[Location labeling records]
__________________________________________________
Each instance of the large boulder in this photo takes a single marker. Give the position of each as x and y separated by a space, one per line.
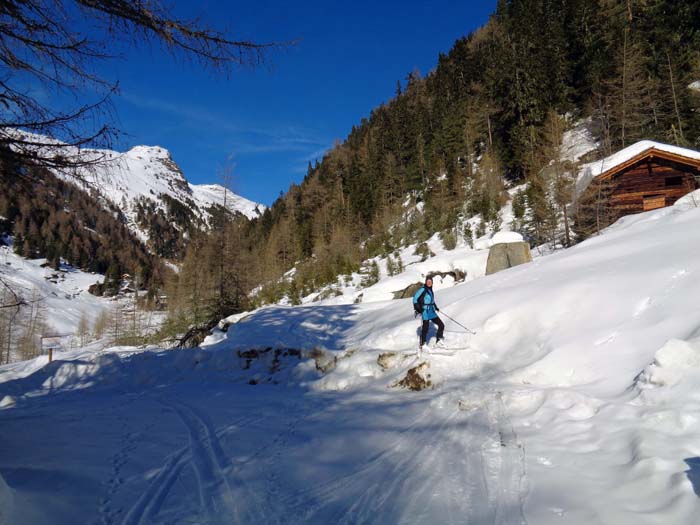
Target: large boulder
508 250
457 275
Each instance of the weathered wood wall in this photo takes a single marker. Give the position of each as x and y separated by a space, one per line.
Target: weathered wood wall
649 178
__________________________________________________
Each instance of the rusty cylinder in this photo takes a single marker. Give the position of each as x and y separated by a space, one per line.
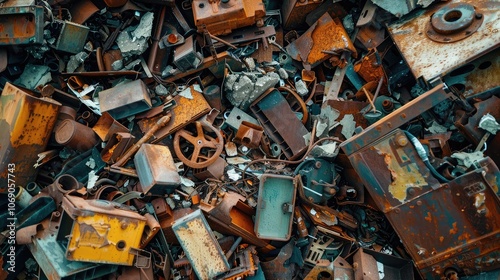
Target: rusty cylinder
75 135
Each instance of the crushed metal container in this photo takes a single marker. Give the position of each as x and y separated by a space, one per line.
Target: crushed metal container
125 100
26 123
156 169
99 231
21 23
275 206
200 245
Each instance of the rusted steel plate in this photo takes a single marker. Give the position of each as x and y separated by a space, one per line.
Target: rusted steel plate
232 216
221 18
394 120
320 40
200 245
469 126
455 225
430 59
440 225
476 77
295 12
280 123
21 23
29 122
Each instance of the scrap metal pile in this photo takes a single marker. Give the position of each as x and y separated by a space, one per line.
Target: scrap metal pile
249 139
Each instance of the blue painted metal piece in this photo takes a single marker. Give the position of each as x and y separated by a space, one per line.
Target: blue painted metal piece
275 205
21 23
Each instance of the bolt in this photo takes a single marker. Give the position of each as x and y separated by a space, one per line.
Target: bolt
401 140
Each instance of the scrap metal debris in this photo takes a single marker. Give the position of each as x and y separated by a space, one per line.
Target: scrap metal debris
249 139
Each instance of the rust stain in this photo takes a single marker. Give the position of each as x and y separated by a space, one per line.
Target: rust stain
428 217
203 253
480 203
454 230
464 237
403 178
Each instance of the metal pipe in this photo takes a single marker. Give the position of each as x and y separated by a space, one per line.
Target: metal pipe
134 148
__________________________________________________
## Work to complete
List every line in the rows above that contains the word "space", copying each line in full.

## Full answer
Each instance of the large boulder in this photo takes a single marker. Give the position of each as x and y separated by a space, one per line.
Each instance of the weathered wood wall in this photo takes a single marker. Give the position of each as x and y separated by a space, one per line.
Each instance of the rusty cylinder in this photo takes a single marker. Give the position of each as x and y separated by a space, one per line.
Each instance of the crushed metal container in this photo takes a single marker. Give the position of each as x and y separated by a space, one per line.
Each instance of the rusted steel plate in this photo takes a single marker. Give the position of each as x and y separated by a space, one per line.
Each instance of the scrap metal pile in this photo takes a single marker. Give the position of each as x and y separated by a space, one per line.
Each instance of the blue painted metal piece in this photo takes a single marker. Give the position of each as x and y separated by a space, one per line.
Each instance of the bolt in this photo takes a single marker. Give the position of each as x and y separated by a space, one per line.
Each instance of the scrap metal debris in this photo takes a single marker. Give the position of each as x and y separated by a space, one per line.
Each instance of the rust stain in this photo takes a single marker. Give the position of each as x and y separated by a space, one per line.
Each instance of the metal pipe in this photo takes a single marker. Give the position of each as x and y separated by a space, one per line.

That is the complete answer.